** STATED EXERCISE 1 **
In the notebook code below, which draft group ID must a contest have to be kept in the contest IDs?

start QUOTED TEXT

In [25]:
from draft_kings import Client
from draft_kings.data import Sport
import pprint
import pandas as pd
import requests
from typing import List
import time
import duckdb as dd
import numpy as np

In [26]:
client = Client()

# Get current NFL contests
contests_details = client.contests(sport=Sport.NFL)

In [27]:
contest_ids = [contest.contest_id for contest in contests_details.contests 
               if contest.is_guaranteed 
               and contest.draft_group_id == 134308
               and contest.is_double_up == False
               and contest.is_fifty_fifty == False]

In [39]:
def process_contest_detail(contest_detail):
    """Process a single contest detail and return a dictionary with the extracted data"""
    
    # Extract basic contest information
    contest_key = contest_detail['contestKey']
    entry_fee = contest_detail['entryFee']
    total_payouts = contest_detail['totalPayouts']
    maximum_entries = contest_detail['maximumEntries']
    maximum_entries_per_user = contest_detail['maximumEntriesPerUser']
    name = contest_detail['name']

    # Extract payout information
    payout_summary = contest_detail['payoutSummary']

    # Find the lowest minPosition (should be 1 for first place)
    lowest_min_position = min(payout['minPosition'] for payout in payout_summary)

end QUOTED TEXT

** STATED EXERCISE 2 **
Rewrite the listing from its first line up to and including the line containing "199), (293, 204)]", keeping every line, requests included. In the answers only, multiply each coordinate by 2.45 and round to the nearest whole number, with halves rounded up. Leave the requests and their format samples unchanged.

start STORED RECORDS

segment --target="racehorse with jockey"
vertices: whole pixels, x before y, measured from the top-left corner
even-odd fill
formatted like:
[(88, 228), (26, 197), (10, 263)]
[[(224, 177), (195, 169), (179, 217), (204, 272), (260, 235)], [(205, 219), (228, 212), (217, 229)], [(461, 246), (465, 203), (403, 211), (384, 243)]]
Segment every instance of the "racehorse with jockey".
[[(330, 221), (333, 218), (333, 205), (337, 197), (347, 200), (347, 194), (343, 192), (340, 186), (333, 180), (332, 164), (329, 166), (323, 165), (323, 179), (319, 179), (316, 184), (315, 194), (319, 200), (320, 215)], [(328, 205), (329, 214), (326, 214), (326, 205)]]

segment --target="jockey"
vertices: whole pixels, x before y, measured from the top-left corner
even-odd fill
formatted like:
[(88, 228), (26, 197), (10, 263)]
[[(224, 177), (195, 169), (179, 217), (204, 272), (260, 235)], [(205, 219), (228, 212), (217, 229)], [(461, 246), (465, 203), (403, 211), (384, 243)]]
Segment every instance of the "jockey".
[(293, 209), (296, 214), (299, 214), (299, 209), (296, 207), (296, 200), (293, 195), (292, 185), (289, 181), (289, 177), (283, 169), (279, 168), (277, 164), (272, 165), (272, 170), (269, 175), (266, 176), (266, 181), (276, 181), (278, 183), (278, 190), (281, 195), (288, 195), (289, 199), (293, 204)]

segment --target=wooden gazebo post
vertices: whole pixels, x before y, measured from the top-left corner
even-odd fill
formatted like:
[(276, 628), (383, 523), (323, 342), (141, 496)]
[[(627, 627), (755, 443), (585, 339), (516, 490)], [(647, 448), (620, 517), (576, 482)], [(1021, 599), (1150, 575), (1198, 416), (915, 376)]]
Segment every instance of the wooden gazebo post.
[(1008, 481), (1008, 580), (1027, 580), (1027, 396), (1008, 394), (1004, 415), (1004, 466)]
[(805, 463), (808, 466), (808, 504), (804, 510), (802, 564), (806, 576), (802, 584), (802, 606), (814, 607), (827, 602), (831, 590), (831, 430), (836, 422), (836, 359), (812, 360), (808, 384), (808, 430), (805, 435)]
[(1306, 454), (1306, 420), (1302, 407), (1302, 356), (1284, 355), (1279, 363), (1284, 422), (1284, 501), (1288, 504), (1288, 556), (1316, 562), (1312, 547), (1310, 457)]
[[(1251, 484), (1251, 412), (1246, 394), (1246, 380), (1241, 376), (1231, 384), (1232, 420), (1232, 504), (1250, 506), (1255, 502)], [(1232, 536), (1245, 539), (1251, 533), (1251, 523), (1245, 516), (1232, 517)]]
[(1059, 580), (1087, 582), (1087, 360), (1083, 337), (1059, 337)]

end STORED RECORDS

** EXERCISE RESPONSE 1 **
134308

** EXERCISE RESPONSE 2 **
segment --target="racehorse with jockey"
vertices: whole pixels, x before y, measured from the top-left corner
even-odd fill
formatted like:
[(88, 228), (26, 197), (10, 263)]
[[(224, 177), (195, 169), (179, 217), (204, 272), (260, 235)], [(205, 219), (228, 212), (217, 229)], [(461, 246), (465, 203), (403, 211), (384, 243)]]
Segment every instance of the "racehorse with jockey".
[[(809, 541), (816, 534), (816, 502), (826, 483), (850, 490), (850, 475), (840, 470), (833, 456), (816, 441), (813, 402), (806, 407), (791, 404), (791, 439), (782, 439), (774, 451), (772, 475), (782, 490), (784, 527)], [(804, 502), (806, 524), (799, 524), (799, 502)]]

segment --target="jockey"
vertices: whole pixels, x before y, measured from the top-left corner
even-odd fill
formatted like:
[(88, 228), (26, 197), (10, 263)]
[[(224, 177), (195, 169), (179, 217), (204, 272), (260, 235)], [(205, 219), (228, 212), (217, 229)], [(461, 246), (465, 203), (403, 211), (384, 243)]]
Segment every instance of the "jockey".
[(718, 512), (725, 524), (733, 524), (733, 512), (725, 507), (725, 490), (718, 478), (715, 453), (708, 443), (708, 434), (693, 414), (684, 412), (679, 402), (666, 404), (666, 417), (659, 429), (652, 431), (652, 443), (676, 443), (681, 448), (681, 466), (688, 478), (706, 478), (708, 488), (718, 500)]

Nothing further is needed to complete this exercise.